■ Required work
Rewrite the passage below on visiting Onomichi from "Recently, I’ve been" to "game’s character does.", swapping "conviction" for "belief".

■ Passage

Recently, I’ve been thinking a lot about video game locales, about maps and whole worlds, both imagined and real. Eventually, I was left with one conviction: there are actually not that many opportunities to experience an environment the same way a game’s character does.
Part of it is the notion of escapism tied up with games. You want to swing through a jungle of skyscrapers, instead of fighting through the crowds below. You want to hack your way into government offices and assassinate people at a race track using nothing but a fish. You don’t want normal, and that’s fine.
Yet I’ve been obsessed with the juxtaposition between the normal and the leftfield that characterises so much of Japanese media, and which is evident in the locales chosen for the Yakuza series. I’ve written about that powerfully surreal feeling of stepping into a Yakuza game before. Having just visited Onomichi in Yakuza 6, I was curious how it would feel to visit a place with more immediate memories of visiting its virtual counterpart. And so I did.
I fully expected Yakuza 6’s Onomichi to be a condensed version of the real thing – easier to navigate and more interesting for players. Yet to my surprise, I realise that I’m able to find my way to the places featured in-game using the actual in-game map. Upon my arrival I immediately recognised the pier from which Kiryu fishes for magnificent sea creatures. Old men throw their fishing rods into the sea, and the dockworkers sleep on benches nearby. It’s thrilling to imagine, just for a second, this town being a hotbed of Yakuza activity. In Yakuza 6, that’s entirely the point. I eye the construction cranes a little harder.
In Onomichi, all roads eventually lead to Senkoji. It’s where you’ll find the temples you see in-game, 25 of them dotted around the mountainside and surrounding park, all standing brick to brick with the area’s residential housing. In Yakuza 6, Onomichi was an escape for Haruka in more ways than one, and the town’s picturesque image fits the bill. It immediately feels like the sort of place you’d go to avoid everything, if only for a little while. Onomichi selectively fights the label of a sleepy town with tooth and nail whenever the opportunity presents itself however. Its claim to fame as film location – the couple at the centre of Tokyo Story, perhaps Japanese cinema’s most celebrated export, travel from Onomichi – sprouted the motion picture museum. Similarly, The Literature Museum swiftly came into existence due to the Path of Literature. This path is of course famous for its poem stones, the only set of collectibles in the Yakuza series I gladly completed.

■ Extracted data entries

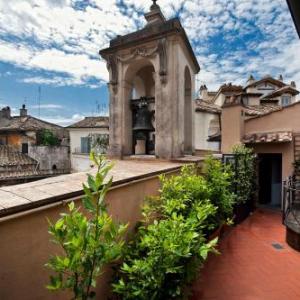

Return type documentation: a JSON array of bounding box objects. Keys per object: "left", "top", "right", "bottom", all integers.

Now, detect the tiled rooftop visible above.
[{"left": 0, "top": 145, "right": 37, "bottom": 167}]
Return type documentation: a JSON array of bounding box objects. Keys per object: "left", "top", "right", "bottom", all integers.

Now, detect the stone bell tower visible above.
[{"left": 99, "top": 1, "right": 200, "bottom": 159}]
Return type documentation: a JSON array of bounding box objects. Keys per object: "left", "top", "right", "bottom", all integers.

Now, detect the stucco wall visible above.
[
  {"left": 249, "top": 143, "right": 294, "bottom": 180},
  {"left": 28, "top": 146, "right": 70, "bottom": 171},
  {"left": 69, "top": 128, "right": 109, "bottom": 172},
  {"left": 221, "top": 105, "right": 244, "bottom": 153},
  {"left": 0, "top": 173, "right": 176, "bottom": 300},
  {"left": 194, "top": 112, "right": 220, "bottom": 151}
]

■ Answer to the exercise
Recently, I’ve been thinking a lot about video game locales, about maps and whole worlds, both imagined and real. Eventually, I was left with one belief: there are actually not that many opportunities to experience an environment the same way a game’s character does.